● Your objective:
Extract every line in the rows below that contains the word "Quick".

BEGIN

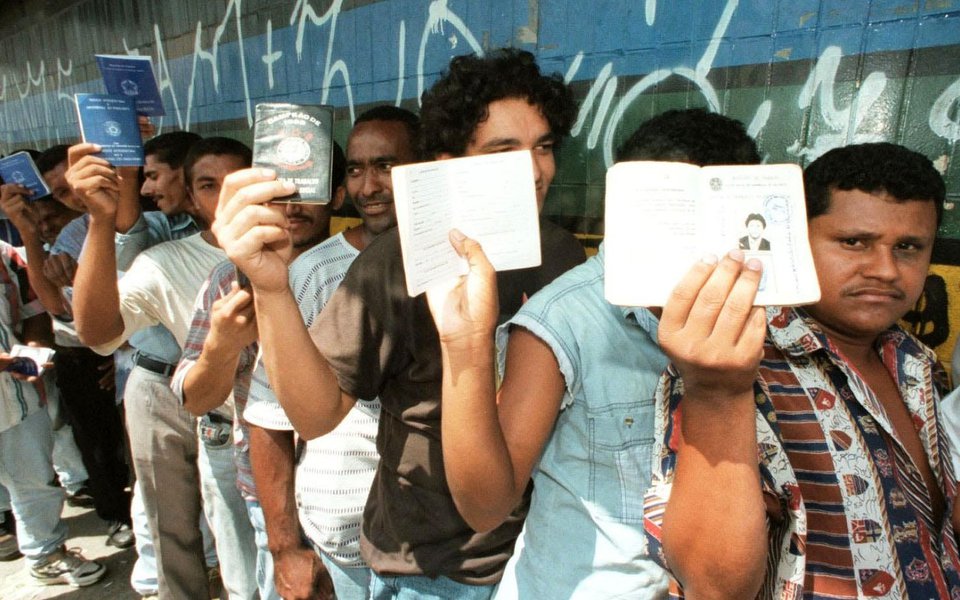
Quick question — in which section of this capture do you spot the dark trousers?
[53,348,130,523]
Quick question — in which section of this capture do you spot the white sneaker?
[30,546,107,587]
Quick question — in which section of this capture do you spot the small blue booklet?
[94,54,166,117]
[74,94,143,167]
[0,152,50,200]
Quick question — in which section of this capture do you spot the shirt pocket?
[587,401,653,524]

END

● Solution to this task:
Quick question — in which section of this capture do you spot the dark trousers?
Quick question — in which section of this capture do you spot the white sneaker?
Quick question — in which section of this capture do you spot the small blue booklet?
Quick question — in which section of this capture do you spot the shirt pocket?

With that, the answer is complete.